(Exercise aim):
Edit the rows from the start of the records through the line that contains "positive clicks: (447, 137)", replacing "rough mask" with "coarse mask" and leaving everything else unchanged. Give only those lines, without the pictures.

*** Opening Exercise data ***

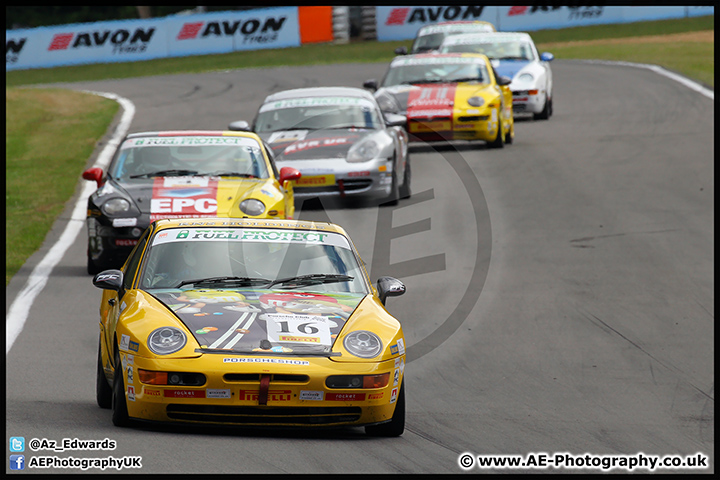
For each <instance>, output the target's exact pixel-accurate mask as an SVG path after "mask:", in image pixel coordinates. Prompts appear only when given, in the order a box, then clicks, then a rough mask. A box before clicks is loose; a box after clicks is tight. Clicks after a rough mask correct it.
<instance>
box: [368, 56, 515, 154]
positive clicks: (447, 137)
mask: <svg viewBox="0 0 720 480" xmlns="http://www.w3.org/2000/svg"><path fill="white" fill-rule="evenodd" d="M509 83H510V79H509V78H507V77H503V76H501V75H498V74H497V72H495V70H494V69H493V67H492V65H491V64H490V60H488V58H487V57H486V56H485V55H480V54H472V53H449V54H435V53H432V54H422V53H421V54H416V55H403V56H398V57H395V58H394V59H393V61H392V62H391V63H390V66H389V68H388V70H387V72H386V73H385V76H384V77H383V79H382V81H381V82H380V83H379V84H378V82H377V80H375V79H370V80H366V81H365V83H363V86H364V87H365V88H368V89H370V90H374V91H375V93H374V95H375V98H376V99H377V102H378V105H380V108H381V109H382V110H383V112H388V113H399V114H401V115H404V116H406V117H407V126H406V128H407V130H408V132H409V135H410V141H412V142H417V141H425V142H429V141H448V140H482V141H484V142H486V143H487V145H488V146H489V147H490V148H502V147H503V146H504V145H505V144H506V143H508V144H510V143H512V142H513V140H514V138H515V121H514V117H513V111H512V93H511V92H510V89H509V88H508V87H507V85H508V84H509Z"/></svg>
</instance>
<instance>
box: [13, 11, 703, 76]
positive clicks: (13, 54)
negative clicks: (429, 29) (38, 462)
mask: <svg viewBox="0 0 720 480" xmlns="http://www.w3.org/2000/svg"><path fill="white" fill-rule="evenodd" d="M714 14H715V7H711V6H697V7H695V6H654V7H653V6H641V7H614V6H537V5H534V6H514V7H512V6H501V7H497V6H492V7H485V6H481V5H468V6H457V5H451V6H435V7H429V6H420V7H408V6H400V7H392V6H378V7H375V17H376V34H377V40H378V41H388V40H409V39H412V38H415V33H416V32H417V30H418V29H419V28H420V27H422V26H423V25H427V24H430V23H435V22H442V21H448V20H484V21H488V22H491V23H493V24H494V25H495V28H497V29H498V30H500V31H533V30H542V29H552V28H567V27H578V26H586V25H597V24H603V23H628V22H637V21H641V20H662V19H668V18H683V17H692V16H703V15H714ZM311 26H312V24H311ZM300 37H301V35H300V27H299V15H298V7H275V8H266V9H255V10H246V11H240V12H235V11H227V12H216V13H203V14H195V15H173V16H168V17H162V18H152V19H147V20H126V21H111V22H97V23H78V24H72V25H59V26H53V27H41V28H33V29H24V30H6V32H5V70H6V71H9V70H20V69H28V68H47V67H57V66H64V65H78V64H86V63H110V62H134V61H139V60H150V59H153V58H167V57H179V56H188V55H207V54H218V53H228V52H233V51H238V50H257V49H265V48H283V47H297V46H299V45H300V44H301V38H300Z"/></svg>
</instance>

*** Closing Exercise data ***

(Exercise solution):
For each <instance>, output the target's exact pixel-accurate mask as an SVG path after "mask:", in image pixel coordinates. Prompts appear only when given, in the order a box, then clicks, then a coarse mask. A box before clicks is loose; a box after clicks is tight. Clicks after a coarse mask correct it.
<instance>
box: [368, 56, 515, 154]
positive clicks: (447, 137)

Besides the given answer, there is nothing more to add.